* _Aim of the exercise_: Give back the entries exactly as they read, leaving each image out.

[Dataset entries]
----
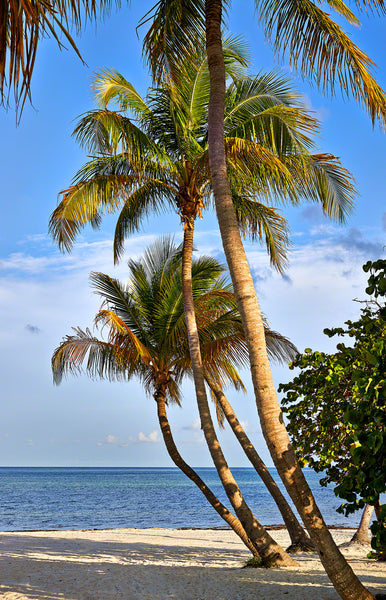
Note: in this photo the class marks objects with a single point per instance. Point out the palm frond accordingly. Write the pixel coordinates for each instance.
(321, 178)
(24, 23)
(83, 353)
(264, 223)
(322, 51)
(176, 25)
----
* _Response to this task_:
Note: in this photo the class marks objects with a single point per instance. Point out the palm frond accordingly. Write the pixel coordinates for each instance.
(321, 178)
(24, 23)
(83, 353)
(264, 223)
(322, 51)
(176, 25)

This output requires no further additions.